**WORK INSTRUCTIONS:** Your answer must consist of the lines running from the one that holds "75L316 90L315 206L377" to the end of the data, copied exactly.

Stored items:

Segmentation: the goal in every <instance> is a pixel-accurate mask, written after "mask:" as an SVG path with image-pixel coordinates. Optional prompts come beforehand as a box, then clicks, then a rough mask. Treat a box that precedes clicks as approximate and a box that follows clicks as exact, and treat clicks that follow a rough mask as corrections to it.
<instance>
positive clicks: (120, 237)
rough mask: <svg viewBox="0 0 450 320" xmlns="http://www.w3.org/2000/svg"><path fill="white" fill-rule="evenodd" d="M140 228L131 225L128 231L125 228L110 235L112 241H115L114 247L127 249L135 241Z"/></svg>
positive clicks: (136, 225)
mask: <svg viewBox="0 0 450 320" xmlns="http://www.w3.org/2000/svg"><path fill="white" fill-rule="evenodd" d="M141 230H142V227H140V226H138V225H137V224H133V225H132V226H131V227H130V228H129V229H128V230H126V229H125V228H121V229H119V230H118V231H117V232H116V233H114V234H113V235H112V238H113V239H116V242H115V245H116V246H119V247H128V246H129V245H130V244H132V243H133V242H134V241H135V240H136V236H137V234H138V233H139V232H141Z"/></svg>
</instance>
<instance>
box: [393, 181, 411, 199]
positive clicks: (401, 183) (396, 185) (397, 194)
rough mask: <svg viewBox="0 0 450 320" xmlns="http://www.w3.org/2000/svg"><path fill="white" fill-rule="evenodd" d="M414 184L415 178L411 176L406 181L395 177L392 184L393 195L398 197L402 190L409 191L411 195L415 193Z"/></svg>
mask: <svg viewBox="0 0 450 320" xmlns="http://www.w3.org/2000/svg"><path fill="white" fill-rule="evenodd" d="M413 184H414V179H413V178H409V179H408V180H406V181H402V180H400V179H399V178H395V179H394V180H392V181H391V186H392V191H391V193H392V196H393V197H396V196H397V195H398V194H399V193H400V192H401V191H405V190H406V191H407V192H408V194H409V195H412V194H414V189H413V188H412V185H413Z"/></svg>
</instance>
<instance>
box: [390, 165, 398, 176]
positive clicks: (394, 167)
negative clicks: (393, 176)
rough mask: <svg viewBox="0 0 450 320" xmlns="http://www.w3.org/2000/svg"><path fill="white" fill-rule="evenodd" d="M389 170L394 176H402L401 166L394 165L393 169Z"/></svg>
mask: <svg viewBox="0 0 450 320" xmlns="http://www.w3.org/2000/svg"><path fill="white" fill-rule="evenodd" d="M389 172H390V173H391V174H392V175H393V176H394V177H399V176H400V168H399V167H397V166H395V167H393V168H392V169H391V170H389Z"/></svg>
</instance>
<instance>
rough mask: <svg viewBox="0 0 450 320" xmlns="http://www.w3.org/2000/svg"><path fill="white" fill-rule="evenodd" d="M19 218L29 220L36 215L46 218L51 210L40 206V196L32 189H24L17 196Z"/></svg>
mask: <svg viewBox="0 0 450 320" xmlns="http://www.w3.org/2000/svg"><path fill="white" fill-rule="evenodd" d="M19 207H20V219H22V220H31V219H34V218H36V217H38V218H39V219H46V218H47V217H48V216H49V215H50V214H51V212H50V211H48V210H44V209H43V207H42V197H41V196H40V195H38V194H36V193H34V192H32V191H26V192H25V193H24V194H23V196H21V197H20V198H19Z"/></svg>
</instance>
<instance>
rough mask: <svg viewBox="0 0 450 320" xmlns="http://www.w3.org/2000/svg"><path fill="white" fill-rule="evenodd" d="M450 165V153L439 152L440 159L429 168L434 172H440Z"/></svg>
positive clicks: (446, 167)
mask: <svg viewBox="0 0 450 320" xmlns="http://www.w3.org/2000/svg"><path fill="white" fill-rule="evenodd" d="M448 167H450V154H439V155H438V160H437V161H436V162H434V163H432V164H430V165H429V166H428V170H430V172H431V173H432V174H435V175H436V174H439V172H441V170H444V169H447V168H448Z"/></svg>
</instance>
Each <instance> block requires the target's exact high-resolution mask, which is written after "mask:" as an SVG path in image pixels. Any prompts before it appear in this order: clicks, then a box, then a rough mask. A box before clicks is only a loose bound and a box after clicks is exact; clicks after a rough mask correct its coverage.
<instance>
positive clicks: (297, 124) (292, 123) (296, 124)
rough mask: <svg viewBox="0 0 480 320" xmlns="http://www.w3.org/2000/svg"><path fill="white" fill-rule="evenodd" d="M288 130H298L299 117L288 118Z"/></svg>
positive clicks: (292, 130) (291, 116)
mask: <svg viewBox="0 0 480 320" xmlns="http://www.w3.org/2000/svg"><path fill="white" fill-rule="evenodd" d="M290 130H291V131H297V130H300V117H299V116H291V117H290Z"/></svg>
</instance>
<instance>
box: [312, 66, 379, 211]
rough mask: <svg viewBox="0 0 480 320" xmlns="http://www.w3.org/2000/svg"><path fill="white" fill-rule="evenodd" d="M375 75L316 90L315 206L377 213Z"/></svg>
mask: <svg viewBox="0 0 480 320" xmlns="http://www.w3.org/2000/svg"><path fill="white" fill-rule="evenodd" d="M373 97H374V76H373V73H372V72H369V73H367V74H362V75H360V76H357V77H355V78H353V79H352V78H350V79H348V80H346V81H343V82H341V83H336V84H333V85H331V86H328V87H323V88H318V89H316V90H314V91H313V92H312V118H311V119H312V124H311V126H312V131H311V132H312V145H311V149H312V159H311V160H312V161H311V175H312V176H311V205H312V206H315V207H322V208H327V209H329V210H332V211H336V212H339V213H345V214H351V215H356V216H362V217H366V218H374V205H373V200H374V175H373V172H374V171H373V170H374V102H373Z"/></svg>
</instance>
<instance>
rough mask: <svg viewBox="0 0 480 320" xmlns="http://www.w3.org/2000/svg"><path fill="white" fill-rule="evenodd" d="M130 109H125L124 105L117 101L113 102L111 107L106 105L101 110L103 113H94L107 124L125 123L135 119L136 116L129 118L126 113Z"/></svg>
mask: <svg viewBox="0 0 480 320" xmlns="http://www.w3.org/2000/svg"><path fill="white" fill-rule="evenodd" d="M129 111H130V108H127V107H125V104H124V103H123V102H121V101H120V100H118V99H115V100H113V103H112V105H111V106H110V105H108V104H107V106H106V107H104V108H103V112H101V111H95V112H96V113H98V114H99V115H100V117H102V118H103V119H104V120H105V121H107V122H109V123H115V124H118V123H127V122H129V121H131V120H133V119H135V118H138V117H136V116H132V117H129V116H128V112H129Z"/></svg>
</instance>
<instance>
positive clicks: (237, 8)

**ANSWER SECTION:**
rough mask: <svg viewBox="0 0 480 320" xmlns="http://www.w3.org/2000/svg"><path fill="white" fill-rule="evenodd" d="M375 75L316 90L315 206L377 213Z"/></svg>
mask: <svg viewBox="0 0 480 320" xmlns="http://www.w3.org/2000/svg"><path fill="white" fill-rule="evenodd" d="M373 97H374V76H373V73H372V72H369V73H367V74H362V75H360V76H357V77H355V78H353V79H352V78H350V79H348V80H346V81H343V82H341V83H336V84H333V85H331V86H328V87H323V88H318V89H316V90H314V91H313V92H312V118H311V119H312V124H311V126H312V131H311V132H312V145H311V149H312V159H311V160H312V161H311V175H312V176H311V205H312V206H315V207H322V208H327V209H329V210H332V211H336V212H339V213H345V214H351V215H356V216H362V217H366V218H374V205H373V200H374V175H373V172H374V171H373V170H374V102H373Z"/></svg>
</instance>
<instance>
rough mask: <svg viewBox="0 0 480 320" xmlns="http://www.w3.org/2000/svg"><path fill="white" fill-rule="evenodd" d="M130 109H125L124 105L117 101L113 102L111 107L106 105L101 110L103 113H94L107 124L125 123L135 119L136 116L129 118L126 113Z"/></svg>
mask: <svg viewBox="0 0 480 320" xmlns="http://www.w3.org/2000/svg"><path fill="white" fill-rule="evenodd" d="M129 111H130V108H127V107H125V104H124V103H123V102H121V101H120V100H118V99H115V100H113V103H112V105H111V106H110V105H108V104H107V106H106V107H104V108H103V112H101V111H95V112H96V113H98V114H99V115H100V117H102V118H103V119H104V120H105V121H107V122H109V123H115V124H118V123H127V122H129V121H131V120H133V119H135V118H138V117H136V116H132V117H129V116H128V112H129Z"/></svg>
</instance>
<instance>
positive clicks: (237, 8)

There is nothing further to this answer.